Go through the listing beneath this task and return every line that carries the string "grey".
INFORMATION SHOWN Block Start
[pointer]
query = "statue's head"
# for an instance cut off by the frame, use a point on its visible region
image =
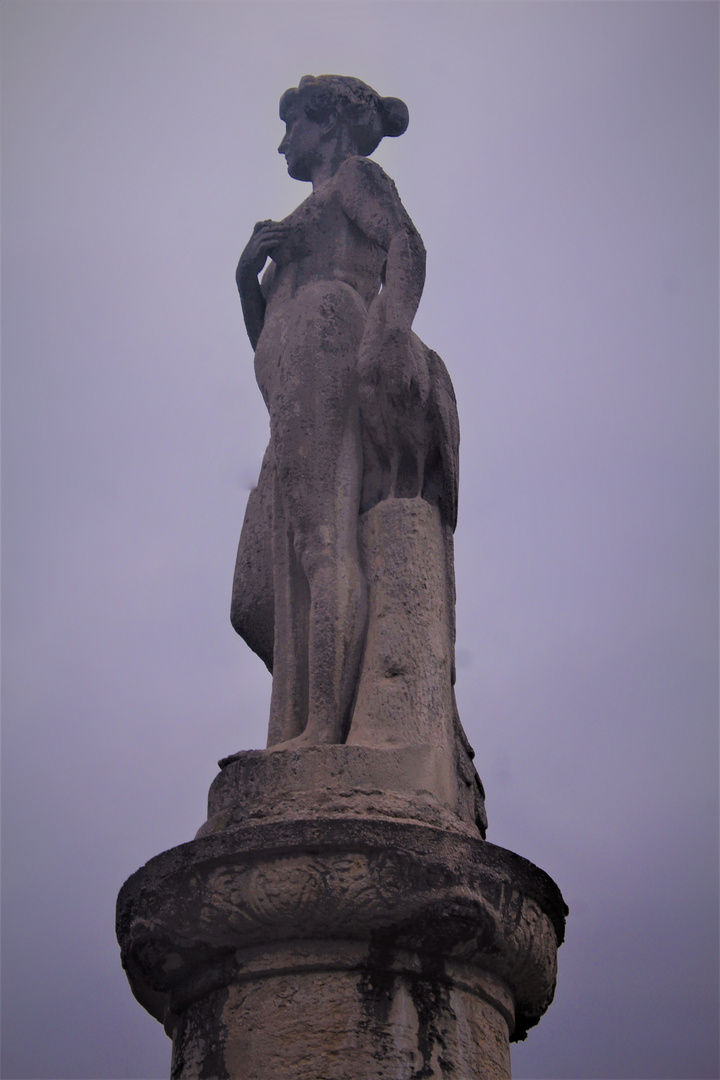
(344, 110)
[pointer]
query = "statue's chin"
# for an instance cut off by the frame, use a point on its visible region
(298, 172)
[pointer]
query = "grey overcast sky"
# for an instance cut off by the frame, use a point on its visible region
(561, 164)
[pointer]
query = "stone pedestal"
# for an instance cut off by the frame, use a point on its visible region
(364, 933)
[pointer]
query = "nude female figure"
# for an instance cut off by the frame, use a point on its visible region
(335, 306)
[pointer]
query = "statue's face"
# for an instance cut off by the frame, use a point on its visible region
(302, 145)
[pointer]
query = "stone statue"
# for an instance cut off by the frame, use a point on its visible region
(340, 913)
(362, 414)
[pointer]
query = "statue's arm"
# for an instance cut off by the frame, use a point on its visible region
(265, 239)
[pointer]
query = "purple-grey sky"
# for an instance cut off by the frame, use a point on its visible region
(561, 164)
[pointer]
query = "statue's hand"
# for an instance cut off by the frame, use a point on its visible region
(267, 235)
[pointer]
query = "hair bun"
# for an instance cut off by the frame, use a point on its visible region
(395, 116)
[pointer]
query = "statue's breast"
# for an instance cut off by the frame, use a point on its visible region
(323, 244)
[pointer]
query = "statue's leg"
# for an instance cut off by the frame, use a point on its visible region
(288, 703)
(318, 468)
(328, 553)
INFORMATION SHOWN Block End
■ SOLUTION TO THIS EXERCISE:
query = "grey overcast sky"
query = "purple-grey sky"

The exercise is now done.